SELECTED EXTRACT
Two happy years passed away in this manner, during which Penn
seems to have settled, not however without difficulty, a great
deal of business with his people, the Assembly, and the Indian
tribes. Unfortunately he got word from England of a bill in
Parliament for the revocation of colonial charters and for the
establishment of royal governments in their place. He must needs
return to England to fight it. Shortly before he sailed the
Assembly presented him with a draft of a new constitution or
frame of government which they had been discussing with him and
preparing for some time. This he accepted, and it became the
constitution under which Pennsylvania lived and prospered for
seventy-five years, until the Revolution of 1776.

This new constitution was quite liberal. The most noticeable
feature of it was the absence of any provision for the large
elective council or upper house of legislation, which had been
very unpopular. The Assembly thus became the one legislative
body. There was incidental reference in the document to a
governor's council, although there was no formal clause creating
it. Penn and his heirs after his death always appointed a small
council as an advisory body for the deputy governor. The Assembly
was to be chosen annually by the freemen and to be composed of
four representatives from each county. It could originate bills,
control its own adjournments without interference from the
Governor, choose its speaker and other officers, and judge of the
qualifications and election of its own members. These were
standard Anglo-Saxon popular parliamentary rights developed by
long struggles in England and now established in Pennsylvania
never to be relaxed. Finally a clause in the constitution
permitted the Lower Counties, or Territories, under certain
conditions to establish home rule. In 1705 the Territories took
advantage of this concession and set up an assembly of their own.

Immediately after signing the constitution, in the last days of
October, 1701, Penn sailed for England, expecting soon to return.
But he became absorbed in affairs in England and never saw his
colony again. This was unfortunate because Pennsylvania soon
became a torment to him instead of a great pleasure as it always
seems to have been when he lived in it. He was a happy present
proprietor, but not a very happy absentee one.

The Church of England people in Pennsylvania entertained great
hopes of this proposal to turn the proprietary colonies into
royal provinces. Under such a change, while the Quakers might
still have an influence in the Legislature, the Crown would
probably give the executive offices to Churchmen. They therefore
labored hard to discredit the Quakers. They kept harping on the
absurdity of a set of fanatics attempting to govern a colony
without a militia and without administering oaths of office or
using oaths in judicial proceedings. How could any one's life be
safe from foreign enemies without soldiers, and what safeguard
was there for life, liberty, and property before judges, jurors,
and witnesses, none of whom had been sworn? The Churchmen kept up
their complaints for along time, but without effect in England.
Penn was able to thwart all their plans. The bill to change the
province into a royal one was never passed by Parliament. Penn
returned to his court life, his preaching, and his theological
writing, a rather curious combination and yet one by which he had
always succeeded in protecting his people. He was a favorite with
Queen Anne, who was now on the throne, and he led an expensive
life which, with the cost of his deputy governor's salary in the
colony, the slowness of his quitrent collections, and the
dishonesty of the steward of his English estates, rapidly brought
him into debt. To pay the government expense of a small colonial
empire and at the same time to lead the life of a courtier and to
travel as a preacher would have exhausted a stronger exchequer
than Penn's.

MATERIAL SUPPLIED
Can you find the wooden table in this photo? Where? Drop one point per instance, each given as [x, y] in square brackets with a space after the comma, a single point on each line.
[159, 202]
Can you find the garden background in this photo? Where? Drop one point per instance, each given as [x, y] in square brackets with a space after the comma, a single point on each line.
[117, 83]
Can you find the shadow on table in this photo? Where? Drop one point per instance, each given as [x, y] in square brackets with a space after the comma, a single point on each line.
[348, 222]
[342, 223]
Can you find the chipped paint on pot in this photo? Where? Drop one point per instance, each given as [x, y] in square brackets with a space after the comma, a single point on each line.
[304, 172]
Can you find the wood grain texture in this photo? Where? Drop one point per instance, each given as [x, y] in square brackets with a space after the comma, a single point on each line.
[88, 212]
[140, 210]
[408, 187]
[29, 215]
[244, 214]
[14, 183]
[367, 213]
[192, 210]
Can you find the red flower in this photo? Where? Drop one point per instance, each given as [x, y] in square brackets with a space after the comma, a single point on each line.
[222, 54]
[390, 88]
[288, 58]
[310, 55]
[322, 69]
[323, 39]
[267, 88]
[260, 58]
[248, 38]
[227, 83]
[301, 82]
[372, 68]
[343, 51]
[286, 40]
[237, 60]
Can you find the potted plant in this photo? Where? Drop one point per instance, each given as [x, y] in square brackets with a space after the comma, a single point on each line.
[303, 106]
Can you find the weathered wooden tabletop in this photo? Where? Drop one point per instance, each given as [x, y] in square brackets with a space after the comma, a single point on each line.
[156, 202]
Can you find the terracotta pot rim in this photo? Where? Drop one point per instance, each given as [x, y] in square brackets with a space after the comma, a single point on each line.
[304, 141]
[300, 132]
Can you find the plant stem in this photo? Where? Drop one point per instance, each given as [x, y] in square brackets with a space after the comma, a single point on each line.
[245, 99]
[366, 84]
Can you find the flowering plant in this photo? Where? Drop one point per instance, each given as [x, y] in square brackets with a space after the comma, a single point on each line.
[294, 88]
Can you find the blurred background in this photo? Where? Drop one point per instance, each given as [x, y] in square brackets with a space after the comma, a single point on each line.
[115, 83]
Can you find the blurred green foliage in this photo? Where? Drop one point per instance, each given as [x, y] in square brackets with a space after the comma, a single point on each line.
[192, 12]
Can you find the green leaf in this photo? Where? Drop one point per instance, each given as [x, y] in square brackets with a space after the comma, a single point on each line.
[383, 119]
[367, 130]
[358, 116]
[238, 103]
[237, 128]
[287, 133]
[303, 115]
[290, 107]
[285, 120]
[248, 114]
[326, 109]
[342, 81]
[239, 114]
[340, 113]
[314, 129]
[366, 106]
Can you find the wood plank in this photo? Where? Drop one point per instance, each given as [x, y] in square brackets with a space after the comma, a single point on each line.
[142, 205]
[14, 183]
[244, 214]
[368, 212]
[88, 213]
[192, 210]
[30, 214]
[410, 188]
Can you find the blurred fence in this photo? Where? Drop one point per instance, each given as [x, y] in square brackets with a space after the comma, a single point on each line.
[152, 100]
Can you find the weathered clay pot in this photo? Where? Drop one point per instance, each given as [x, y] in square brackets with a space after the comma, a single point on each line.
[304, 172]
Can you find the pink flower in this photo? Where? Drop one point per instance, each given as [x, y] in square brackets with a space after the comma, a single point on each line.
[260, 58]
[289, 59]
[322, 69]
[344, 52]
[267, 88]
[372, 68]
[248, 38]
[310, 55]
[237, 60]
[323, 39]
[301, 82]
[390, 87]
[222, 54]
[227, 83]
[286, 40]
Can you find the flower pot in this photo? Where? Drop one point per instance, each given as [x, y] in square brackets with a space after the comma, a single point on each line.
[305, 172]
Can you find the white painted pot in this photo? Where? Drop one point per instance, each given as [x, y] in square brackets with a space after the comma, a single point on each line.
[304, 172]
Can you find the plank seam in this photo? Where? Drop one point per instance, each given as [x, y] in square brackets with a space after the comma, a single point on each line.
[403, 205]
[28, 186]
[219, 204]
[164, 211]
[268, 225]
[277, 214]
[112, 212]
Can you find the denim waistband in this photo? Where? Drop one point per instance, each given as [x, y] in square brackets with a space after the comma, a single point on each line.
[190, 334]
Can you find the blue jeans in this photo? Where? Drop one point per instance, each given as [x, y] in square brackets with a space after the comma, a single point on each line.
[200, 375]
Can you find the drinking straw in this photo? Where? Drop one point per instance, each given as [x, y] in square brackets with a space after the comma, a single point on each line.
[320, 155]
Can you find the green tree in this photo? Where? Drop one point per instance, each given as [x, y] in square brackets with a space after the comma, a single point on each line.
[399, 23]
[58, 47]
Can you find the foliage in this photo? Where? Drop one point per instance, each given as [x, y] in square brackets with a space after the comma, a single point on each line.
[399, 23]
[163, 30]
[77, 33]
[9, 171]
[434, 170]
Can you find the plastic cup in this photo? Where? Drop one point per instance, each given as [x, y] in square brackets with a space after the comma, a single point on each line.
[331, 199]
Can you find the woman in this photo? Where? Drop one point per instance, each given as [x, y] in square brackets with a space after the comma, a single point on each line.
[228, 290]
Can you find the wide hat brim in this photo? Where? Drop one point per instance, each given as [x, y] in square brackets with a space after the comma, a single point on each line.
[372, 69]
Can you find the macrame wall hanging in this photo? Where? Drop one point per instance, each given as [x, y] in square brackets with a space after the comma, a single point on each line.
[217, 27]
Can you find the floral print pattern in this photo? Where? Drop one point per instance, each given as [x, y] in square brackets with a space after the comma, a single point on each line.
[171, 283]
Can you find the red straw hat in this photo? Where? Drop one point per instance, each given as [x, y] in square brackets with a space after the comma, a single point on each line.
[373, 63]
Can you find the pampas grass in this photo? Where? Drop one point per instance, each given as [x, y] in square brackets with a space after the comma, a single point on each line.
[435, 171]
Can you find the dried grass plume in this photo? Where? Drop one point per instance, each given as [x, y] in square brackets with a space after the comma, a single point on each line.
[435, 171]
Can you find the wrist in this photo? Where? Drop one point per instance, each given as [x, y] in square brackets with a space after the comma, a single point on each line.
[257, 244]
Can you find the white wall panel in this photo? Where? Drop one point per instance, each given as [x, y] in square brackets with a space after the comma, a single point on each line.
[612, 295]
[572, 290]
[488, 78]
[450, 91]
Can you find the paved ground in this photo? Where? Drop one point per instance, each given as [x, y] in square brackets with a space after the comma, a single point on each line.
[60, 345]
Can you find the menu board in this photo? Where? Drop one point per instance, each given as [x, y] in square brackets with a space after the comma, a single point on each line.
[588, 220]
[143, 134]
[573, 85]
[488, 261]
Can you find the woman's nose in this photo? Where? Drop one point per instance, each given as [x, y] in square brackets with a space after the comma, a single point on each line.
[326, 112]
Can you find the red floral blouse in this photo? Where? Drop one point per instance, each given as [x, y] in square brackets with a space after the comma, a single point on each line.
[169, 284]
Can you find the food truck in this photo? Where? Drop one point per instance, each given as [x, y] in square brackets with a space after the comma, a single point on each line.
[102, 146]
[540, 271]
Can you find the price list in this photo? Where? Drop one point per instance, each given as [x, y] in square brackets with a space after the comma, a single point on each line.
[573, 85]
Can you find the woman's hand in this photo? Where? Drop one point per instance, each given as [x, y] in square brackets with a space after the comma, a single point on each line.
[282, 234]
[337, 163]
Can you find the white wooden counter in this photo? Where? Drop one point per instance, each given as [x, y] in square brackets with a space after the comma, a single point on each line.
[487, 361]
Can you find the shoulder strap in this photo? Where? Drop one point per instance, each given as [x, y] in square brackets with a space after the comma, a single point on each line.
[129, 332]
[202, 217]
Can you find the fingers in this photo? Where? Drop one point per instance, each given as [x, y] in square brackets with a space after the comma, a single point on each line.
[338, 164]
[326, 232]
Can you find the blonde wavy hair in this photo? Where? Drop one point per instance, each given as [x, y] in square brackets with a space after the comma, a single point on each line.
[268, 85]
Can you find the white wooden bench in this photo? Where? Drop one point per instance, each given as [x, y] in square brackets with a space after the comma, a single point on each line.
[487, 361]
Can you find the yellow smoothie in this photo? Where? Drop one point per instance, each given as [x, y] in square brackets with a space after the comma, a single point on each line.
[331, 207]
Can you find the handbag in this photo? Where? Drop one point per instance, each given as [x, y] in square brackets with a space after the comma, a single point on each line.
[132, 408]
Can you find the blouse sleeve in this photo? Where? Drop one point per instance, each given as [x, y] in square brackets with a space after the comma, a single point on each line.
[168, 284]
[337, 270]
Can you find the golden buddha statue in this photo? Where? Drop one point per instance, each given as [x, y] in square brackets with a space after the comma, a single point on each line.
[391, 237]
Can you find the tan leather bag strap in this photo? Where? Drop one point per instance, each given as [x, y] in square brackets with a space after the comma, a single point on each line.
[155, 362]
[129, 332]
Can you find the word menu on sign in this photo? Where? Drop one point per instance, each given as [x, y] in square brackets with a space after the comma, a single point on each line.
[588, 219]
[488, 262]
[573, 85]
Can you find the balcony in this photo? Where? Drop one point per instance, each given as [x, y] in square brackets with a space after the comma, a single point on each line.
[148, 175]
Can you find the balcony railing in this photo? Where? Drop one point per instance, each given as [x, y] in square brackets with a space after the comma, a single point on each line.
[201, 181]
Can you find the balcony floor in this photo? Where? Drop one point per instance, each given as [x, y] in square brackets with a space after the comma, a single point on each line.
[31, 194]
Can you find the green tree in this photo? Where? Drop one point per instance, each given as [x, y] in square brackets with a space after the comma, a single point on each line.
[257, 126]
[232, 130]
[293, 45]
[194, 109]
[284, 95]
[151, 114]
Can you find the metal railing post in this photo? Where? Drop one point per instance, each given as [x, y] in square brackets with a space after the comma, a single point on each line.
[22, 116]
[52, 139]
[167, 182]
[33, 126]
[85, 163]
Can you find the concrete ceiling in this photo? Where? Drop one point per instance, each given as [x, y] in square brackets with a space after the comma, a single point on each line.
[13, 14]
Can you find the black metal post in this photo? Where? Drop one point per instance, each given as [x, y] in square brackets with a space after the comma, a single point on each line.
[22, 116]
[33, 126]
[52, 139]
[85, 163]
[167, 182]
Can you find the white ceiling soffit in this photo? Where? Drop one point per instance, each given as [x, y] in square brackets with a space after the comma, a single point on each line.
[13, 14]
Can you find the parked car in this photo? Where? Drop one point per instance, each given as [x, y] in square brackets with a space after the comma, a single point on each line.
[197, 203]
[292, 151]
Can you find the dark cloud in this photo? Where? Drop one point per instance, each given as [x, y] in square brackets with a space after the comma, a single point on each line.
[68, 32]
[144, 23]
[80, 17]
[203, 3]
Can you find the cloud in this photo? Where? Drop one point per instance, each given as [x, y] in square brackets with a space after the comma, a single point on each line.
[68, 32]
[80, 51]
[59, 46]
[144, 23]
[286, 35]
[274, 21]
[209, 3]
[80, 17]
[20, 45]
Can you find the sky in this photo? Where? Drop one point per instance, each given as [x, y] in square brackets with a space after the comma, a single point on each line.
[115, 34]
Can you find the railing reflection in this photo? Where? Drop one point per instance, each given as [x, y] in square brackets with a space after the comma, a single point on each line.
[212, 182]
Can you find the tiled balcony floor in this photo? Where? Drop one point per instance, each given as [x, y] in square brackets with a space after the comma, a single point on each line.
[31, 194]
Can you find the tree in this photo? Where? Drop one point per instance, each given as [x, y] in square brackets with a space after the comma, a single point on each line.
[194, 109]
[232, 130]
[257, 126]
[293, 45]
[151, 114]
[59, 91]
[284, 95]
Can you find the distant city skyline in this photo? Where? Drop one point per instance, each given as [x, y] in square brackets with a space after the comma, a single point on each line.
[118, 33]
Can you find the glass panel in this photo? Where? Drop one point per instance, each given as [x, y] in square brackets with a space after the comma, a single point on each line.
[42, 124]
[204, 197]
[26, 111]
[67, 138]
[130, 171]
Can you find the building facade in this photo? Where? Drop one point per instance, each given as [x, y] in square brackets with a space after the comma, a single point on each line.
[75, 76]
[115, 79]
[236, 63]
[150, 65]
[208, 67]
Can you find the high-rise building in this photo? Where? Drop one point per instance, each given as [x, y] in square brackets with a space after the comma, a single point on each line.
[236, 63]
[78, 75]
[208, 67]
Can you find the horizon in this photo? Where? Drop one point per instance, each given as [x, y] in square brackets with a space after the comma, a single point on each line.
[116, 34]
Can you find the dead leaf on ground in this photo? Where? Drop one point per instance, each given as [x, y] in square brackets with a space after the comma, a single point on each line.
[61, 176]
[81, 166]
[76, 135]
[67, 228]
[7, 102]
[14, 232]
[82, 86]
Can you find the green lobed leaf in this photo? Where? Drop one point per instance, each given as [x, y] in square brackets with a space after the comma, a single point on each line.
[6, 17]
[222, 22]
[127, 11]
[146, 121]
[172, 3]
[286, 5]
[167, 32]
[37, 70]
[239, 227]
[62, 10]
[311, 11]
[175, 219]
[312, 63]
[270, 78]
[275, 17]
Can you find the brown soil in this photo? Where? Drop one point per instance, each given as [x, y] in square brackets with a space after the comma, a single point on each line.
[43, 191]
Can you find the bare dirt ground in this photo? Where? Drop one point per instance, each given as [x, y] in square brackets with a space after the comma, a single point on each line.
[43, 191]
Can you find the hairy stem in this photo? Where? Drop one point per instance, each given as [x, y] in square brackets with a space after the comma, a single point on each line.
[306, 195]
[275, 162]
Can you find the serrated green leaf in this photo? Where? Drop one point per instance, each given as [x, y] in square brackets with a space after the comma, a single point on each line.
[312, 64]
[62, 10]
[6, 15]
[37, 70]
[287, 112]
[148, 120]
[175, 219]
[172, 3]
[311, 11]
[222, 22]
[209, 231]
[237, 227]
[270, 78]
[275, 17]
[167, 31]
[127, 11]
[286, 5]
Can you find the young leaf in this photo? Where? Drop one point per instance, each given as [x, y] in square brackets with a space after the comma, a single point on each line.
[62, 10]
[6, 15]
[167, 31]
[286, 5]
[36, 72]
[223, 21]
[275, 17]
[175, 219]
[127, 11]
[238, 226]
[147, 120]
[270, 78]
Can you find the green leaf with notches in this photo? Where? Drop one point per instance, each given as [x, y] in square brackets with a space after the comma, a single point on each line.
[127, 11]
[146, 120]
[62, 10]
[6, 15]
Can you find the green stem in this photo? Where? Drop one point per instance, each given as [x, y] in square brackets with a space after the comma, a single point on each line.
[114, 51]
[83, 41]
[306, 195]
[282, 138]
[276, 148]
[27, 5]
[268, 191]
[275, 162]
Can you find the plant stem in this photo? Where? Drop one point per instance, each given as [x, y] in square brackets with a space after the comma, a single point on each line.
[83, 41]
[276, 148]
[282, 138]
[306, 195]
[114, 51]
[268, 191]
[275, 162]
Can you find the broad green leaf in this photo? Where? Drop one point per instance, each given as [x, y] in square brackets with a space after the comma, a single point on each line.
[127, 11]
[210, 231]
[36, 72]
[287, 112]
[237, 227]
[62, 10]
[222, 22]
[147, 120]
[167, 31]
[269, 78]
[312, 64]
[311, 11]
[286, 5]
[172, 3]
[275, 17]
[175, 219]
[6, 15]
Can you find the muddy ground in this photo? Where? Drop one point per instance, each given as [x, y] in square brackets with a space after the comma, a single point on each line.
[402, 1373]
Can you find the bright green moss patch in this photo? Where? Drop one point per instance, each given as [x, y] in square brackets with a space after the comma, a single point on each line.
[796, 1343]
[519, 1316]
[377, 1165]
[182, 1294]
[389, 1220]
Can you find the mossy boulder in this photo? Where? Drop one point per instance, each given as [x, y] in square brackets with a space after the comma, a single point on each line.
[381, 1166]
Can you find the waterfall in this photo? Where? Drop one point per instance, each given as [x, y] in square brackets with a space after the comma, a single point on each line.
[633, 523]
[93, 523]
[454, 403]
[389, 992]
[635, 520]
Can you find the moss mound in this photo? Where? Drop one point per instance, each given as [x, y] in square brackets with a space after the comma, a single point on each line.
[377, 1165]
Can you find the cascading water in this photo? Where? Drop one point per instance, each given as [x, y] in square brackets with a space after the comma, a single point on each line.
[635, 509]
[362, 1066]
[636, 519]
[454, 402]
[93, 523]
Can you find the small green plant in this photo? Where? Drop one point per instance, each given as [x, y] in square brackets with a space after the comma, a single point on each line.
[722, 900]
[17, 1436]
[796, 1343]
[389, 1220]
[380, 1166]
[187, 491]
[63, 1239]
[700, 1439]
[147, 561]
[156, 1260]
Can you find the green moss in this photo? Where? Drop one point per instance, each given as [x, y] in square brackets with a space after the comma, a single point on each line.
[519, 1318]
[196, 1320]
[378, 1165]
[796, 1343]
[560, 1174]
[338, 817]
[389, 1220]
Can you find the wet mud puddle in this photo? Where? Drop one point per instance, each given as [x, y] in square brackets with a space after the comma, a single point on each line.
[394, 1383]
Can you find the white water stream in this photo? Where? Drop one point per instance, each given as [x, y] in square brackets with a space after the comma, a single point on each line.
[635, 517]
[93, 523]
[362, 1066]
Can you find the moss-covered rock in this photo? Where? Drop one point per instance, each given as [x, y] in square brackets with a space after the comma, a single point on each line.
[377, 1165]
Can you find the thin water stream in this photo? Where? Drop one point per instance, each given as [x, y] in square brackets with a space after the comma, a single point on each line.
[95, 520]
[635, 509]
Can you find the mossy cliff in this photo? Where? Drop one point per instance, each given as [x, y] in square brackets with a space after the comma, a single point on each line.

WHAT THE TASK ASKS
Write the next portion of the passage about Penn and his Pennsylvania colony, picking up after its final sentence.

RESPONSE
The contests between the different deputy governors, whom Penn or
his descendants sent out, and the Quaker Legislature fill the
annals of the province for the next seventy years, down to the
Revolution. These quarrels, when compared with the larger
national political contests of history, seem petty enough and
even tedious in detail. But, looked at in another aspect, they
are important because they disclose how liberty, self-government,
republicanism, and many of the constitutional principles by which
Americans now live were gradually developed as the colonies grew
towards independence. The keynote to all these early contests
was what may be called the fundamental principle of colonial
constitutional law or, at any rate, of constitutional practice,
namely, that the Governor, whether royal or proprietary, must
always be kept poor. His salary or income must never become a
fixed or certain sum but must always be dependent on the annual
favor and grants of a legislature controlled by the people. This
belief was the foundation of American colonial liberty. The
Assemblies, not only in Pennsylvania but in other colonies, would
withhold the Governor's salary until he consented to their
favorite laws. If he vetoed their laws, he received no salary.
One of the causes of the Revolution in 1776 was the attempt of
the mother country to make the governors and other colonial
officials dependent for their salaries on the Government in
England instead of on the legislatures in the colonies.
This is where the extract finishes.